═════ RECORDS SUPPLIED ═════

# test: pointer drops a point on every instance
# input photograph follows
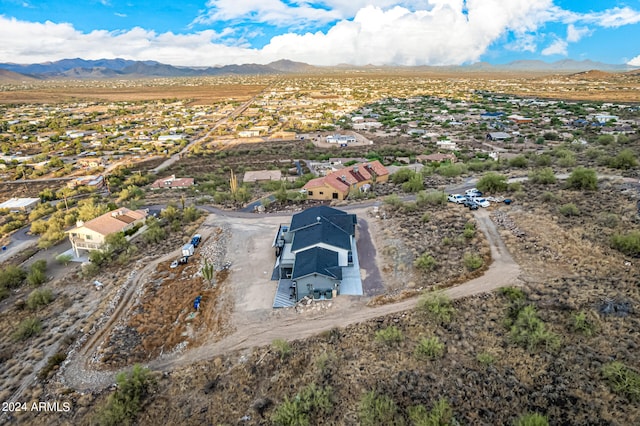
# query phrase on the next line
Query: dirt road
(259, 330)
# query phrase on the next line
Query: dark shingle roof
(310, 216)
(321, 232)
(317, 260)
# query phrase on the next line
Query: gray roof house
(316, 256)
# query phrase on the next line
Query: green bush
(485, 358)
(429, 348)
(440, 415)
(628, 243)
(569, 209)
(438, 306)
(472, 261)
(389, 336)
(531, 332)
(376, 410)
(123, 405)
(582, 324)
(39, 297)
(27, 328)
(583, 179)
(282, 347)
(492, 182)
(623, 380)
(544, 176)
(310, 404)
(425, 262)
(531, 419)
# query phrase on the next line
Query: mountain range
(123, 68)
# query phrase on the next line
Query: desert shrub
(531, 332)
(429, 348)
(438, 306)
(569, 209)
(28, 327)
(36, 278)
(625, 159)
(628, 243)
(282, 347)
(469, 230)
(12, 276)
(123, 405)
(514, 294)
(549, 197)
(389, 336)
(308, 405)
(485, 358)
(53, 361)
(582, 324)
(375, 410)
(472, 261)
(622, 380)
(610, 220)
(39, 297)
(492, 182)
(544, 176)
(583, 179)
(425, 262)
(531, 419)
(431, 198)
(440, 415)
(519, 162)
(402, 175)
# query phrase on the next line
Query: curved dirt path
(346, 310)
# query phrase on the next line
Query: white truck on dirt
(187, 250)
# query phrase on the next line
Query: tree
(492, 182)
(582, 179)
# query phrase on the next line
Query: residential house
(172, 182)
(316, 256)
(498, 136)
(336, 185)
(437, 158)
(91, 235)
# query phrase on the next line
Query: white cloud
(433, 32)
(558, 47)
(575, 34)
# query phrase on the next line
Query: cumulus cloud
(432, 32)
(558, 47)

═════
═════ RECORDS SUPPLIED ═════

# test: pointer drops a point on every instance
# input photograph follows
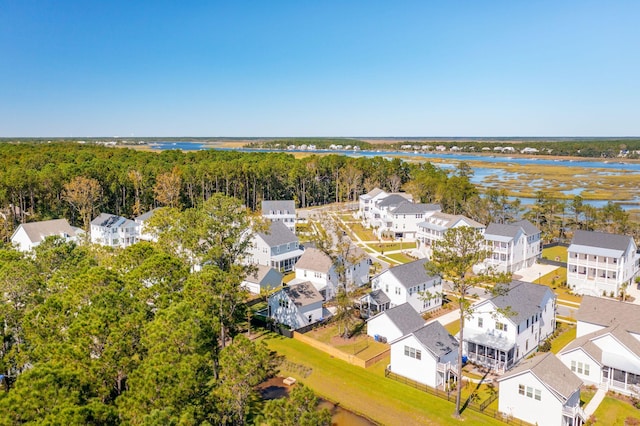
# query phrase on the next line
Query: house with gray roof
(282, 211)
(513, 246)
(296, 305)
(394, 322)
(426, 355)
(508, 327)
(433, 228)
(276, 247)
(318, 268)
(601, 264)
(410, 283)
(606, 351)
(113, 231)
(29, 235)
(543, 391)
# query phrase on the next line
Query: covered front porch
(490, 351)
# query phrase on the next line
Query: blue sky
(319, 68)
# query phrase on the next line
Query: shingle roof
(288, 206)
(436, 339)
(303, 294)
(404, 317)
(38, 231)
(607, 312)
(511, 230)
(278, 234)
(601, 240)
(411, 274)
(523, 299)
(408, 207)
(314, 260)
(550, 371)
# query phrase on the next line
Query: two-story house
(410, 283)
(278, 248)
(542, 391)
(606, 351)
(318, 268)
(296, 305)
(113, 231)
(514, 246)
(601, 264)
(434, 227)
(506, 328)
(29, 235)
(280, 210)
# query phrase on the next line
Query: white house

═════
═════ RECORDS SUPPLIED ═════

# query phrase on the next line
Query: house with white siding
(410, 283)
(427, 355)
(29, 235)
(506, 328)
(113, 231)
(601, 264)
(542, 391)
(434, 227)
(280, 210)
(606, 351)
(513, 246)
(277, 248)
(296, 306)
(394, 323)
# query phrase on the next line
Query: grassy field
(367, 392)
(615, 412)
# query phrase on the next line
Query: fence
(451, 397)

═════

- **SHORT TASK**
Count the lines in the records that contain the string "gray", matching case exactly, and reply with only that number.

- **ANSWER TO THIS EXERCISE**
2